Decide whether each statement agrees with the passage on AkaLuc bioluminescence imaging in breast cancer. Answer yes or no and quote the deciding words. 1. The TAC protocol combines docetaxel, doxorubicin and cyclophosphamide. 2. In living mice, AkaBLI detected single tumor cells in the mammary gland. 3. At MRD, immunocompetent hosts had more surviving tumor cells than immunodeficient hosts.

----- PASSAGE FOR REVIEW -----

Enhanced AkaLuc Bioluminescence Imaging for Longitudinal Intravital Monitoring of Minimal Residual Disease in a Murine Model of Triple-negative Breast Cancer

Triple-negative breast cancer (TNBC) is an aggressive form of cancer with poor prognosis. Beyond the absence of targeted therapies, a major challenge is its high recurrence rate, driven by the outgrowth of residual tumor cells that survive chemotherapy and persist during minimal residual disease (MRD). To monitor the therapy response of TNBC by enhanced intravital imaging, we established a clinically relevant combination chemotherapy protocol for the treatment of mouse mammary tumors engrafted from K14cre;Brca1F/F;Trp53F/F (KB1P) organoids engineered to express an mCherry-AkaLuc dual reporter (mCA-KB1P). Reproducible MRD and relapse response patterns with significantly extended relapse-free survivals were achieved with the TAC protocol, consisting of docetaxel, doxorubicin and cyclophosphamide. AkaLuc bioluminescence imaging (AkaBLI) of mCA-KB1P organoids verified the single-cell sensitivity of the system in vitro, and showed a detection limit of approximately 1000 cells in the mammary gland of living mice. Unexpectedly, mCA-KB1P organoids elicited an immune response, which necessitated the use of immunodeficient hosts for the longitudinal intravital monitoring of MRD. AkaBLI and an adapted TAC protocol enabled, for the first time, the non-invasive intravital tracking and an estimation of the number of surviving tumor cells in the MRD state following intensive chemotherapy. Engineering KB1P organoids for Histon2B-mCherry reporter expression (HmC-KB1P) enabled the estimation of tumor cell survival also in syngeneic immunocompetent hosts. Flow cytometry and histological analysis revealed that immunocompetent hosts harbored only a few residual cells at MRD, which exhibited a transient loss of epithelial characteristics, whereas immunodeficient hosts had a greater number of surviving cells with a maintained epithelial phenotype. These findings are consistent with a role of the immune system in shaping phenotypic changes influencing survival following chemotherapy. Together, the results demonstrate the utility of the AkaBLI system for rare tumor cell tracking and highlight the role of the immune system in triggering adaptive responses to chemotherapy.

----- RECORDS PROVIDED -----

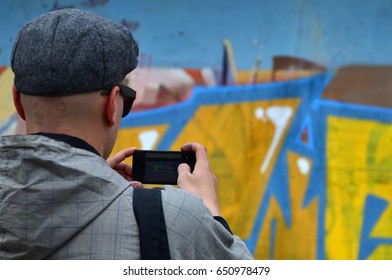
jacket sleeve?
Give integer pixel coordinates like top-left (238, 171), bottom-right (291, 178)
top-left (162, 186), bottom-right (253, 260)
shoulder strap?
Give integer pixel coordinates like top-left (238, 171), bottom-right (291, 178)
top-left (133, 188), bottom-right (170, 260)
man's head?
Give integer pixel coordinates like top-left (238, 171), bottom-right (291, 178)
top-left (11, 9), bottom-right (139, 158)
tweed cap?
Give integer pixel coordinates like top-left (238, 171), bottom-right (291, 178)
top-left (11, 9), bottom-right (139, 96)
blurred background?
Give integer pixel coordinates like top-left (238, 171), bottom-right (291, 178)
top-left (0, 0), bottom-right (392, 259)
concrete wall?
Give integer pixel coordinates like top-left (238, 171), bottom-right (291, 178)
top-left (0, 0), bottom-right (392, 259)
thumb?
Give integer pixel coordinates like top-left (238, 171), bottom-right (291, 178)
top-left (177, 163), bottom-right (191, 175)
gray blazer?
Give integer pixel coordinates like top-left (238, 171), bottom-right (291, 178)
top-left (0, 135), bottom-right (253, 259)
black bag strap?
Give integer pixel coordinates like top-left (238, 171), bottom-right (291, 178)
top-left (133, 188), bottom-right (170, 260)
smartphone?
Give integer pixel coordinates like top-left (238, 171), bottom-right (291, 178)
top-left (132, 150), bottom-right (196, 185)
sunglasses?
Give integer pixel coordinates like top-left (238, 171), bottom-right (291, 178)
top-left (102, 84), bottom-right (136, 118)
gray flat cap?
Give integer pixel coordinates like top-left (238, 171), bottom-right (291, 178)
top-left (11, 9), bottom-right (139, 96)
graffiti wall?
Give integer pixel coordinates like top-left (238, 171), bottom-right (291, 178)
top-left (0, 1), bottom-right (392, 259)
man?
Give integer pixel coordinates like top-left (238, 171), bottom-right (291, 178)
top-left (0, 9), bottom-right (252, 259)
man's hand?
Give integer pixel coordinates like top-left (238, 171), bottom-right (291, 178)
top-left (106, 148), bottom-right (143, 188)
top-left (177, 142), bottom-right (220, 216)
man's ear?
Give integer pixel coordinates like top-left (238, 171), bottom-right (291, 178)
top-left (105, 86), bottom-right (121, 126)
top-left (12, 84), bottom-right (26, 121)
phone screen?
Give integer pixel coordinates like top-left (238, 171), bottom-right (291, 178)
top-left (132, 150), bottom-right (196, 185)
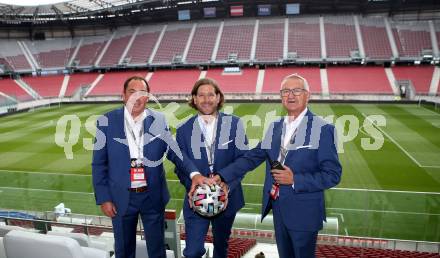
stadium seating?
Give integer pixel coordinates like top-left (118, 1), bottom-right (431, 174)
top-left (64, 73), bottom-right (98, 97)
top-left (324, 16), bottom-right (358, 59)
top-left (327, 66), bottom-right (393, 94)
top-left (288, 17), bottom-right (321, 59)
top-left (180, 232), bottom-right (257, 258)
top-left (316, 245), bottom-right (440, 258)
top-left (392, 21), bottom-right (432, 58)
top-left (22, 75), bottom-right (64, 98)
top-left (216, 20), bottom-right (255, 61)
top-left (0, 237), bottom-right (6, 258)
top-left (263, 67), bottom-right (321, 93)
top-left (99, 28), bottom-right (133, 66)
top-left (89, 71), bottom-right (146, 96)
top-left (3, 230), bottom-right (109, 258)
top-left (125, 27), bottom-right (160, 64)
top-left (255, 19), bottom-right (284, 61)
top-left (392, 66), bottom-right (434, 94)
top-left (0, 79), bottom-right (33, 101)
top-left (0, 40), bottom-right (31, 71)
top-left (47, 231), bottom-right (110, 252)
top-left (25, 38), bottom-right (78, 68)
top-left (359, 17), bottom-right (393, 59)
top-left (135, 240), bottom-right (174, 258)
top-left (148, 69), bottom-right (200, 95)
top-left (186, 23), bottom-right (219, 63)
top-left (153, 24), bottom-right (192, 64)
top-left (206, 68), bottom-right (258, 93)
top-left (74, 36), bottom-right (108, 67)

-----
----- RECORDS PROVIDED -----

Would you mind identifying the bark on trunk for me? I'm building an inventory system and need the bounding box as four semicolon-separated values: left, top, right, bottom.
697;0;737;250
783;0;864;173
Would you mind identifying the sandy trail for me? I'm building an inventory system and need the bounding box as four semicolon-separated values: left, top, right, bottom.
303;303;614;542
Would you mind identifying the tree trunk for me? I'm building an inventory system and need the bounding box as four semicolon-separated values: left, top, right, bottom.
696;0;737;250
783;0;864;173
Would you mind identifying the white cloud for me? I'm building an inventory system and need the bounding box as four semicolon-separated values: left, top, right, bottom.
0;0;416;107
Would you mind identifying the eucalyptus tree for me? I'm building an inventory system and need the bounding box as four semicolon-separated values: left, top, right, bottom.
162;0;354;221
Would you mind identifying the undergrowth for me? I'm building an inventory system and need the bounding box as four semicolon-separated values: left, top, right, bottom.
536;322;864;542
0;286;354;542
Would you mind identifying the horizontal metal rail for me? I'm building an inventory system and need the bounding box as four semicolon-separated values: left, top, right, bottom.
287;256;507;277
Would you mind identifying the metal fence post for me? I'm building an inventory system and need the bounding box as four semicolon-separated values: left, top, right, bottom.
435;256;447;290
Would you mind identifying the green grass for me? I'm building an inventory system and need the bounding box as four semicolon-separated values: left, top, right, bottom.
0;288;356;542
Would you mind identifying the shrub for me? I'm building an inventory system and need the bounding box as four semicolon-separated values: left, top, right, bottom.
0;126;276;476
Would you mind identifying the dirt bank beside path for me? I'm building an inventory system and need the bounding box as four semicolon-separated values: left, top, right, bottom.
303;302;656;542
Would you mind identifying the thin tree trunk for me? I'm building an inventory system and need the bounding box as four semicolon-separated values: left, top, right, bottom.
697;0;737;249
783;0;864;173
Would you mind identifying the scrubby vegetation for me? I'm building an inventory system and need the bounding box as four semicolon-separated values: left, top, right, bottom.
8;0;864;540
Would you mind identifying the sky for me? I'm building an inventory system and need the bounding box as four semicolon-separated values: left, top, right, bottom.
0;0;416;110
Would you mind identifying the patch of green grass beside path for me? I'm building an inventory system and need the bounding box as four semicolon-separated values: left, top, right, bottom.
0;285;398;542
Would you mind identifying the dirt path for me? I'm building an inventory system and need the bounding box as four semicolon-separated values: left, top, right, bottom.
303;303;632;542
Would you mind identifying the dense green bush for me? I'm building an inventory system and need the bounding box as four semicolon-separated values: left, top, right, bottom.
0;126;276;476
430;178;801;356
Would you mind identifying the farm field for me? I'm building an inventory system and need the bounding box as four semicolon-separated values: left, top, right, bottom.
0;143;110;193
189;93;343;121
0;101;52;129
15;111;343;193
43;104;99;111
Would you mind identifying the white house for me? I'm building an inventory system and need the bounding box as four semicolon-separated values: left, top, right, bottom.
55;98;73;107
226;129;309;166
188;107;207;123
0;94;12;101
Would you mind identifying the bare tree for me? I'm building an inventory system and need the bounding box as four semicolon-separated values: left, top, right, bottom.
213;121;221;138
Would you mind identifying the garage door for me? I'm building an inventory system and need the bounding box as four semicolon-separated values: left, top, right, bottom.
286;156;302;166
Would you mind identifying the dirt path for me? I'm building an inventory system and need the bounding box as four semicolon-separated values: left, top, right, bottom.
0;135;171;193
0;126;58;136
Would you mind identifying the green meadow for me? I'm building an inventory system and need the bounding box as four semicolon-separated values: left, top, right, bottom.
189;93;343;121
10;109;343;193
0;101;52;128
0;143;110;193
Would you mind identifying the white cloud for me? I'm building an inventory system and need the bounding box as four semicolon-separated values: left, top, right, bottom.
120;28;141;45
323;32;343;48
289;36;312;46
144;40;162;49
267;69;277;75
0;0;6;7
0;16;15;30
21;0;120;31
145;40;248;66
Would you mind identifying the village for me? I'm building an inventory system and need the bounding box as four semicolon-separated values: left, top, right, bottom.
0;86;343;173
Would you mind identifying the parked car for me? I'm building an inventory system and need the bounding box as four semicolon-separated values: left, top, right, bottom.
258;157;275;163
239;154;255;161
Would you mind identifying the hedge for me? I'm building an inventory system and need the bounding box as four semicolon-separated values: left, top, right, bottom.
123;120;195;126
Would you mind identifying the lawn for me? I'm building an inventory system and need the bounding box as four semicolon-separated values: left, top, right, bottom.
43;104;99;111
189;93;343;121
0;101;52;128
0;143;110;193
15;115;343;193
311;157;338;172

-----
----- RECORDS PROVIDED -----

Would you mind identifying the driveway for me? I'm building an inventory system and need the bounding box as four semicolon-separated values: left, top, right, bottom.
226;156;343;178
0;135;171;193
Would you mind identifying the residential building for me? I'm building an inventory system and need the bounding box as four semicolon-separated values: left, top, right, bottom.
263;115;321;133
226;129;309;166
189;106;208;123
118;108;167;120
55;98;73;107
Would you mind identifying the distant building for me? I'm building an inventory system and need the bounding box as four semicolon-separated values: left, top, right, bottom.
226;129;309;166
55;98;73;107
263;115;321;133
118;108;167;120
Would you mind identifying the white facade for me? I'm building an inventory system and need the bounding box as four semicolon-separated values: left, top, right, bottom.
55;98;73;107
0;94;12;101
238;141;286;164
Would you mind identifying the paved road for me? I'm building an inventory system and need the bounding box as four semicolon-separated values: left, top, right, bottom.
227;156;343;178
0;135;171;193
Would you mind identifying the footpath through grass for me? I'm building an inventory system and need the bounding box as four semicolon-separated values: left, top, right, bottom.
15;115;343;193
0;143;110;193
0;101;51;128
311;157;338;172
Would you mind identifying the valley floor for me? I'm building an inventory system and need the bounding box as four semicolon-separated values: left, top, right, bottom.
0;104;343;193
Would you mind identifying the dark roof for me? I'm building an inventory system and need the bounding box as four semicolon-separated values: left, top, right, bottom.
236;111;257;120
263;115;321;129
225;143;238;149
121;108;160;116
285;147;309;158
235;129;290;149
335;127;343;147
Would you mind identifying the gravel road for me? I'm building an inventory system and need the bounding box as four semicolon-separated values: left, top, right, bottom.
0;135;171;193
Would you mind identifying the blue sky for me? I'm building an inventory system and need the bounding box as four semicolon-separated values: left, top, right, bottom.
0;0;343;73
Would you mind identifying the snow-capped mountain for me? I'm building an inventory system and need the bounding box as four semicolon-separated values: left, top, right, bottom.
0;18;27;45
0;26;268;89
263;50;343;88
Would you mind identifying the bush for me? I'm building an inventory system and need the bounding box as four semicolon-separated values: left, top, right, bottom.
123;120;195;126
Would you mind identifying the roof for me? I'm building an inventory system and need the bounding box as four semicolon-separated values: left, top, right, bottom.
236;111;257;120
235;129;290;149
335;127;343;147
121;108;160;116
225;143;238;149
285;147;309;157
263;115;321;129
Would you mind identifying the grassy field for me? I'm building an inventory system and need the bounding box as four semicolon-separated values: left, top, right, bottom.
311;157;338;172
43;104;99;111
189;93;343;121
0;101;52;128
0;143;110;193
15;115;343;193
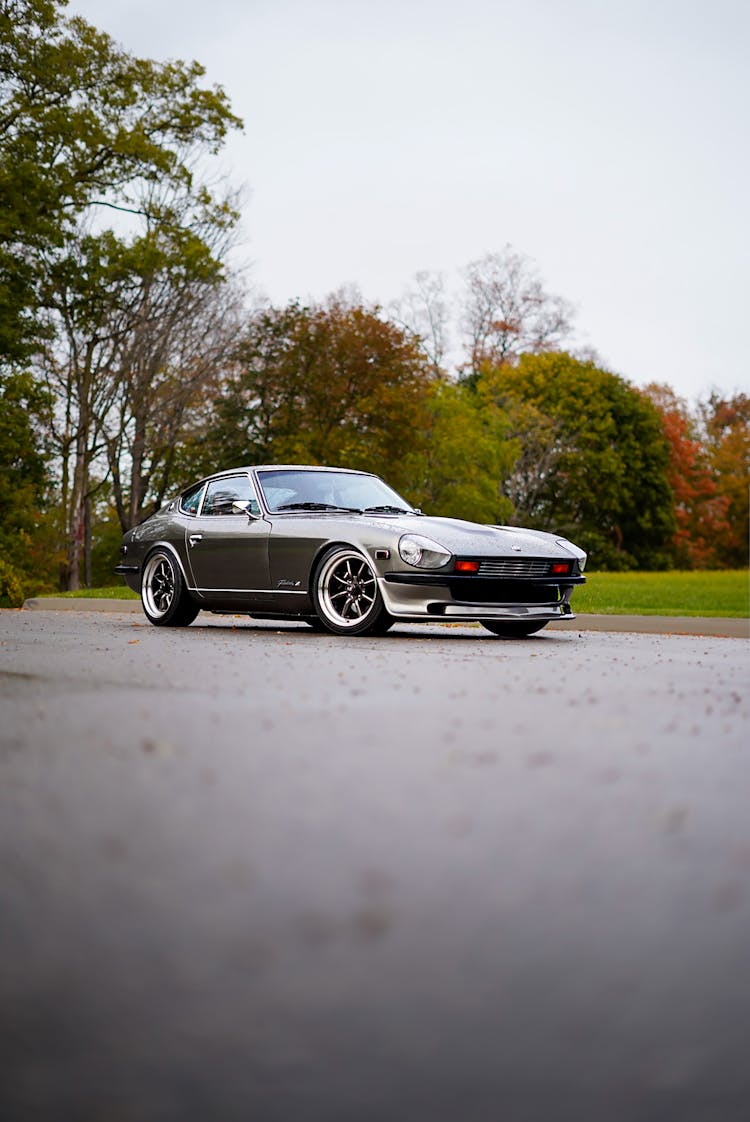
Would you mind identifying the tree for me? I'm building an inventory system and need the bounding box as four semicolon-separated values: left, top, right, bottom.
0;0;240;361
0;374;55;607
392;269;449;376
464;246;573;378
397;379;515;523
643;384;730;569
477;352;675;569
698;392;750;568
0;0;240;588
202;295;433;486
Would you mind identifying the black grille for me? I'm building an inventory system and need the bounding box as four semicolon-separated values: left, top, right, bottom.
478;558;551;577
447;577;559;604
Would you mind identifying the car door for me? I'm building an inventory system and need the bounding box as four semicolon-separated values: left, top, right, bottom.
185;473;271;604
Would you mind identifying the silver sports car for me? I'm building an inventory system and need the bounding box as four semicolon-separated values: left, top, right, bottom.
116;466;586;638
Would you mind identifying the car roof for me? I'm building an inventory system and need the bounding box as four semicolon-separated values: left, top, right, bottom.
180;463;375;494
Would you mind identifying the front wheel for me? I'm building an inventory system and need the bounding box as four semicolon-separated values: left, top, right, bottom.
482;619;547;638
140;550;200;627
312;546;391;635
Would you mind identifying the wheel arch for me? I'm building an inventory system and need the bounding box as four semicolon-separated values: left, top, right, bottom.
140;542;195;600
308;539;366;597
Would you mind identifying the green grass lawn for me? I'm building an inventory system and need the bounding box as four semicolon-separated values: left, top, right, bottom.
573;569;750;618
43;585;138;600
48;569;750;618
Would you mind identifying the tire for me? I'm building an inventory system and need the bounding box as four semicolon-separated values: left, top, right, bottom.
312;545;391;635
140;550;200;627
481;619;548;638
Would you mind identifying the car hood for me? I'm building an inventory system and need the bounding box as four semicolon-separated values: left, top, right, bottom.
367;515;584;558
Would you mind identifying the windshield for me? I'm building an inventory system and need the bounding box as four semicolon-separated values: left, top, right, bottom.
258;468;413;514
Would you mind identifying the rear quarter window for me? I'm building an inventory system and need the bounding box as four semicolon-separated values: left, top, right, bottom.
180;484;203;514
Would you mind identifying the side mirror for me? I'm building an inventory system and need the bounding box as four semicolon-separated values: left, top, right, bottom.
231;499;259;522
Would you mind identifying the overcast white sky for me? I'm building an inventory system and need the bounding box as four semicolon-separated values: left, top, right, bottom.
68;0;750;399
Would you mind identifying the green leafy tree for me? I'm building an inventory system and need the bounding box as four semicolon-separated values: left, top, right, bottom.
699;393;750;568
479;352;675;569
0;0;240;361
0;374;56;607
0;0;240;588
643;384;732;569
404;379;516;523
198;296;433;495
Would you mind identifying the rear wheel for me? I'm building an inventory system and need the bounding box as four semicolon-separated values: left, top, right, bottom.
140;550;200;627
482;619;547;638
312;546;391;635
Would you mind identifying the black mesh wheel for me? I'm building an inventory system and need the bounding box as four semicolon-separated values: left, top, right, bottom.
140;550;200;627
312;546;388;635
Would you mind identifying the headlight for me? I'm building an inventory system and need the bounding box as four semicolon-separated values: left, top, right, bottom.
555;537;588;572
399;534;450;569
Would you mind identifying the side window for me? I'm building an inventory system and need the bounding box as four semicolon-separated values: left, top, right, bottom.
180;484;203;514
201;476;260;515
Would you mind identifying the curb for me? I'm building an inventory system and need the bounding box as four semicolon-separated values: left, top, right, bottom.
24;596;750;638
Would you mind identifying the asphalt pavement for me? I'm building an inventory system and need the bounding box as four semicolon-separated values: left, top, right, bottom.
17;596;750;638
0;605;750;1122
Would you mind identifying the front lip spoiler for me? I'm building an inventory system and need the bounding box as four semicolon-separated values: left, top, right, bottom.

-----

§ REPLY TO THE EXERCISE
1. Yes: "the TAC protocol, consisting of docetaxel, doxorubicin and cyclophosphamide"
2. No: "showed a detection limit of approximately 1000 cells in the mammary gland of living mice"
3. No: "immunocompetent hosts harbored only a few residual cells at MRD" and "immunodeficient hosts had a greater number of surviving cells"